▶ QUOTED PASSAGE
::::::::
At 10:08 AM, Blogger efsully said...

I don't dispute the numbers you cite or the virtue of what Newsom is trying to do with these various programs. But I can tell you for a fact that to the average San Francisco residents, these statistics fall on deaf ears in that same gauntlet on abusive panhandlers and nasty bums that we had to go through four years ago are still there or have been replaced by new vagrants. And therein lies the problem. It won't matter how much we spend or how many programs Newsom touts as long as we keep importing new vagrants to replace the one we get off the street. Whichever politician addresses THAT problem will be the one I support for mayor next time.

 
At 10:38 AM, Blogger Rob Anderson said...
::::::::
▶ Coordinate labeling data
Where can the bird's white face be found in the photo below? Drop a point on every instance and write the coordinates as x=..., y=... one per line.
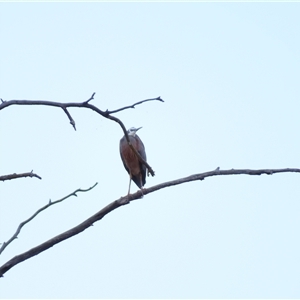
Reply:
x=133, y=130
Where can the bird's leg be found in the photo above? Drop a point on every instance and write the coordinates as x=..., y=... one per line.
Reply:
x=129, y=183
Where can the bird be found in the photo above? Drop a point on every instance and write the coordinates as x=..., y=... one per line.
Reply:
x=135, y=169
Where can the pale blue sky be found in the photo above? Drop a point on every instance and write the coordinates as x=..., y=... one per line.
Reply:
x=229, y=75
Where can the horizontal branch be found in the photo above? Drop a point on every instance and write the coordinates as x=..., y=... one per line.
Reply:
::::::::
▶ YOUR TASKS
a – Answer these questions about the blog comment on San Francisco panhandlers:
(i) At what time did efsully post the comment?
(ii) Whose programs does the commenter say are being touted?
(iii) Who posted the comment at 10:38 AM?
b – Summarize the blog comment on San Francisco panhandlers in two sentences.
c – Write the next part of the blog comment thread on San Francisco panhandlers, starting with the reply posted at 10:38 AM.
The records have no part in any of this.

▶ SET OF ANSWERS
a –
(i) 10:08 AM
(ii) Newsom's
(iii) Rob Anderson

b – The commenter efsully doesn't dispute the cited numbers or the virtue of Newsom's programs, but says that average San Francisco residents still face abusive panhandlers, either the same ones as four years ago or new vagrants who have replaced them. The commenter argues that spending and programs won't matter as long as new vagrants keep being imported, and says they will support for mayor whichever politician addresses that problem.

c –
I mostly agree with what you say, that it's not "the same gauntlet" of panhandlers and derelicts that we saw four years ago. The problem is we can't seal our borders, and new would-be vagrants arrive here every day. What Newsom and the city need to do is continue to roust people trying to live in Golden Gate Park and ramp up a more aggressive outreach to get these folks off our streets. The city needs to remake its image from that of a jurisdiction that's a soft touch for vagrants and street people to one that actively discourages this kind of immigration. Even if Mayor Newsom undertakes this image overhaul---and I doubt that he has the heart for it---the Board of Supervisors, the Coalition on Homelessness, the Bay Guardian, etc., will continue to resist. The reigning mythology here in Progressive Land is that homelessness is about poor people and housing. We need to continue to present a more realistic picture of what homelessness really represents in SF: the constant influx of a population of drug abusers and the mentally ill that finds our city a welcoming environment. I posted these numbers to show, first, that the Newsom administration has been rather aggressive since Care Not Cash in changing previous city policy that actually enabled the homeless to continue a derelict way of life at the city's expense.

The second phase of my/our argument has to be that the kind of homelessness we are now seeing in SF really has little to do with poverty and/or housing. It's about drug and alcohol abuse and those who want to maintain a derelict way of life at the city's expense.